▶ _Prompt_
Print the entries in full, word for word, but not the pictures.

(Saved data entries)
## START

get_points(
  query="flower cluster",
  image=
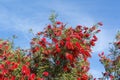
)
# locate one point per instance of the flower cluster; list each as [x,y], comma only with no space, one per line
[57,53]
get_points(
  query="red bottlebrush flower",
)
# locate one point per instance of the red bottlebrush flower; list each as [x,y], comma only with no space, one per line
[25,70]
[45,73]
[57,62]
[14,66]
[54,40]
[100,23]
[4,72]
[92,43]
[1,66]
[8,62]
[69,57]
[12,78]
[58,22]
[69,45]
[102,53]
[65,68]
[49,26]
[32,76]
[57,48]
[111,77]
[40,79]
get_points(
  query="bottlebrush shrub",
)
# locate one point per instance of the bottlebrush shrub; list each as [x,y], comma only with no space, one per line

## END

▶ _Reply to the exercise_
get_points(
  query="flower cluster",
  image=
)
# locate one point per instance of the flower cluster; list each as [x,y], comma only with no space, one per line
[57,53]
get_points(
  query="red bottlebrush flower",
)
# locate one point per instance of the red bottlebrush flower; list each as [x,y], comma only with no space, one per line
[25,70]
[45,73]
[57,62]
[14,66]
[54,40]
[100,23]
[4,72]
[92,43]
[1,66]
[8,62]
[69,57]
[12,78]
[58,22]
[69,45]
[102,53]
[65,68]
[49,26]
[32,76]
[57,48]
[111,77]
[40,79]
get_points(
  query="bottlebrush shrub",
)
# locate one point per instance of the bottlebrush shrub; list each as [x,y], comma only with no space, one per line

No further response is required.